*DIRECTIVE:*
Extract every line of the records below and reproduce each one verbatim, with no changes.

Region segmentation data
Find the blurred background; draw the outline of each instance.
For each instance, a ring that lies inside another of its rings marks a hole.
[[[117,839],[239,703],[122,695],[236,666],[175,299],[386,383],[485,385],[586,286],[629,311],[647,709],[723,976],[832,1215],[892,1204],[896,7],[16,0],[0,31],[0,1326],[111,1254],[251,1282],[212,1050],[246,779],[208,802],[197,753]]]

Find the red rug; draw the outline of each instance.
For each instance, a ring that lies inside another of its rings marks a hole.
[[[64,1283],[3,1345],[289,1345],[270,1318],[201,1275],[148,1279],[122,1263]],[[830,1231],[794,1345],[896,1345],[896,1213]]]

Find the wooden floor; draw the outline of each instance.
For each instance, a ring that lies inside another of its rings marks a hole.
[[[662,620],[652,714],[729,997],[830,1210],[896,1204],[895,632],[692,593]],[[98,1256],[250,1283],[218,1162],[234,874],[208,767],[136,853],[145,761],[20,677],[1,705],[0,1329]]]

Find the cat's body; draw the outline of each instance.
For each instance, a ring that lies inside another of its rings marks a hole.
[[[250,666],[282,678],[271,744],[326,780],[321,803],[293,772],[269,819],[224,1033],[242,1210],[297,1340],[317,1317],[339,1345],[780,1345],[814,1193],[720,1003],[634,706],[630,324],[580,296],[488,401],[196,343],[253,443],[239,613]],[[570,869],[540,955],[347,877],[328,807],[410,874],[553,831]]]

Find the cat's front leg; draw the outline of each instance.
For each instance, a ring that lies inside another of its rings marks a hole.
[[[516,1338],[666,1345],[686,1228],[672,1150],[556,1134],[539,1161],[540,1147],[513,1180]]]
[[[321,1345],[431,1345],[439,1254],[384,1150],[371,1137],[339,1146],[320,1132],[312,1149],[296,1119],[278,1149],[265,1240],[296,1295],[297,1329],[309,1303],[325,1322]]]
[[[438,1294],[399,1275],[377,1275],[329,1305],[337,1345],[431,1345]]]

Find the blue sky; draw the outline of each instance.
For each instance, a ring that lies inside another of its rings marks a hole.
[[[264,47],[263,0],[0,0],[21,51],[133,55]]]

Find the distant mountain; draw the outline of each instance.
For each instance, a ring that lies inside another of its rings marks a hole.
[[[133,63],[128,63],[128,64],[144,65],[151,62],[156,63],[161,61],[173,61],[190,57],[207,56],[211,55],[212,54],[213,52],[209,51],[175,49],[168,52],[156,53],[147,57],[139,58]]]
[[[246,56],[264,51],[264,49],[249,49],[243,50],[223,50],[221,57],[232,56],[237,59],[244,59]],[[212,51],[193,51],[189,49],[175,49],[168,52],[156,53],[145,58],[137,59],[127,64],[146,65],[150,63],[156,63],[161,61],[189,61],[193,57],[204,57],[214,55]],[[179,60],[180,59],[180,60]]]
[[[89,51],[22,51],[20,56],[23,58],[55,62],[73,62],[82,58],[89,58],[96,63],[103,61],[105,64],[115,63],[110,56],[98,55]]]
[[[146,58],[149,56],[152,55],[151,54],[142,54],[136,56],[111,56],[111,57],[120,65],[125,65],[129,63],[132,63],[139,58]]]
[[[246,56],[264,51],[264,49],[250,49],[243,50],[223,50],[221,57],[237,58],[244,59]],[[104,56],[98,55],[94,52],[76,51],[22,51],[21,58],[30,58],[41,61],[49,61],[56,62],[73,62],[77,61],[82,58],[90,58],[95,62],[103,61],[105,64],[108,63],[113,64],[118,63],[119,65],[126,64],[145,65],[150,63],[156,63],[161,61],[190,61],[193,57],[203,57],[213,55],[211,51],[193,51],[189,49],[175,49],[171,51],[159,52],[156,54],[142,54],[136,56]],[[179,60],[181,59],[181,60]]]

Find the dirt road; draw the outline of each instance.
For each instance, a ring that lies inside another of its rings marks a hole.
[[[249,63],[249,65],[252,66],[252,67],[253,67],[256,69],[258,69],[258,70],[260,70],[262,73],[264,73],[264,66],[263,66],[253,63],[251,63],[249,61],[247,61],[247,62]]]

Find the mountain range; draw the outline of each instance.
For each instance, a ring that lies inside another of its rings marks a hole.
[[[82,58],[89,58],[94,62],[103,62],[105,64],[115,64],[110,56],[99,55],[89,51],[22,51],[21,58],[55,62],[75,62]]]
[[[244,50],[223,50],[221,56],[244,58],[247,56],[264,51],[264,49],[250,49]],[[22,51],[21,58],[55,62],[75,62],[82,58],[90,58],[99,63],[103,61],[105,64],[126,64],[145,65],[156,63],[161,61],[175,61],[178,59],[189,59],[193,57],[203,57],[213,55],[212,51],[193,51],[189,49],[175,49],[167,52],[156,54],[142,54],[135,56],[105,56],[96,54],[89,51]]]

*REPLY TO THE TASK:*
Find the blurred background; draw the outline of each instance.
For each instance, a ring that lies inside another of its rings marks a hole.
[[[117,839],[239,703],[122,695],[236,666],[175,299],[386,383],[485,385],[586,286],[629,311],[647,709],[723,976],[832,1215],[892,1204],[896,7],[16,0],[0,31],[0,1326],[111,1254],[251,1282],[212,1050],[246,779],[208,802],[197,753]]]

Find the red rug; draw the outline of each instance.
For each instance, a ring that lies inside another of its rings marks a hole.
[[[64,1283],[3,1345],[289,1345],[270,1318],[201,1275],[148,1279],[122,1263]],[[830,1231],[794,1345],[896,1345],[896,1213]]]

Find the wooden floor; draw the outline of each instance.
For each instance, a ring that lies inside another of its rings marks a hole.
[[[662,620],[652,714],[729,997],[830,1210],[896,1204],[895,632],[692,593]],[[98,1256],[250,1283],[218,1162],[234,874],[208,767],[136,853],[145,761],[20,677],[1,705],[0,1329]]]

Find the cat's body; draw the outline of each instance.
For each instance, a ring that lies inside another of its rings marks a hole.
[[[250,666],[282,678],[271,744],[326,780],[321,803],[293,772],[269,819],[224,1033],[242,1210],[297,1340],[317,1317],[339,1345],[780,1345],[814,1193],[720,1003],[634,706],[630,324],[580,296],[488,401],[196,343],[253,443],[239,613]],[[570,869],[540,955],[347,877],[328,807],[410,874],[553,831]]]

Find the cat's front leg; draw the outline of each instance.
For each instance, a ring that lies inside another of its rings marks a hole.
[[[516,1338],[666,1345],[686,1228],[672,1150],[556,1134],[539,1161],[540,1147],[513,1180]]]
[[[321,1345],[431,1345],[439,1254],[384,1150],[371,1137],[339,1146],[320,1132],[312,1149],[296,1119],[278,1149],[265,1240],[296,1295],[297,1329],[309,1303],[325,1322]]]
[[[438,1294],[399,1275],[377,1275],[329,1305],[337,1345],[431,1345]]]

Find the blue sky; draw the outline of each instance.
For each instance, a ring that lies inside another of its rings marks a hole.
[[[264,47],[263,0],[0,0],[21,51],[133,55]]]

Find the distant mountain; draw the outline of each instance.
For each instance, a ring that lies inside another of its rings marks a hole.
[[[133,63],[128,63],[128,64],[144,65],[151,62],[156,63],[161,61],[173,61],[190,57],[207,56],[211,55],[212,54],[213,52],[209,51],[175,49],[168,52],[156,53],[147,57],[139,58]]]
[[[246,56],[264,51],[264,49],[249,49],[243,50],[223,50],[221,57],[232,56],[237,59],[244,59]],[[212,51],[193,51],[189,49],[175,49],[168,52],[156,53],[145,58],[137,59],[127,64],[146,65],[150,63],[156,63],[161,61],[189,61],[193,57],[204,57],[214,55]],[[179,60],[180,59],[180,60]]]
[[[89,51],[22,51],[20,56],[23,58],[55,62],[73,62],[82,58],[89,58],[96,63],[103,61],[105,64],[115,63],[110,56],[98,55]]]
[[[146,58],[149,56],[152,55],[151,54],[142,54],[136,56],[111,56],[111,57],[120,65],[125,65],[129,63],[132,63],[139,58]]]
[[[246,56],[264,51],[264,49],[250,49],[243,50],[223,50],[221,57],[237,58],[244,59]],[[104,56],[98,55],[94,52],[76,51],[22,51],[21,58],[30,58],[41,61],[49,61],[56,62],[73,62],[77,61],[82,58],[90,58],[95,62],[103,61],[105,64],[108,63],[113,64],[118,63],[119,65],[126,64],[145,65],[150,63],[156,63],[161,61],[190,61],[193,57],[203,57],[213,55],[211,51],[193,51],[189,49],[175,49],[171,51],[159,52],[156,54],[142,54],[136,56]],[[179,60],[181,59],[181,60]]]

Find the dirt road; draw the outline of each instance.
For each instance, a ring that lies inside another of its rings marks a hole.
[[[249,63],[249,65],[252,66],[252,67],[253,67],[256,69],[258,69],[258,70],[260,70],[262,73],[264,73],[264,66],[263,66],[253,63],[251,63],[249,61],[247,61],[247,62]]]

Find the mountain range; draw the outline of each instance.
For each instance, a ring that lies inside another of its rings marks a hole.
[[[82,58],[89,58],[94,62],[103,62],[105,64],[115,64],[110,56],[99,55],[89,51],[22,51],[21,58],[55,62],[75,62]]]
[[[244,50],[223,50],[221,56],[244,58],[247,56],[264,51],[264,49],[250,49]],[[22,51],[21,58],[55,62],[75,62],[82,58],[90,58],[99,63],[103,61],[105,64],[126,64],[145,65],[156,63],[161,61],[175,61],[178,59],[189,59],[193,57],[203,57],[213,55],[212,51],[193,51],[189,49],[175,49],[167,52],[156,54],[142,54],[135,56],[105,56],[96,54],[89,51]]]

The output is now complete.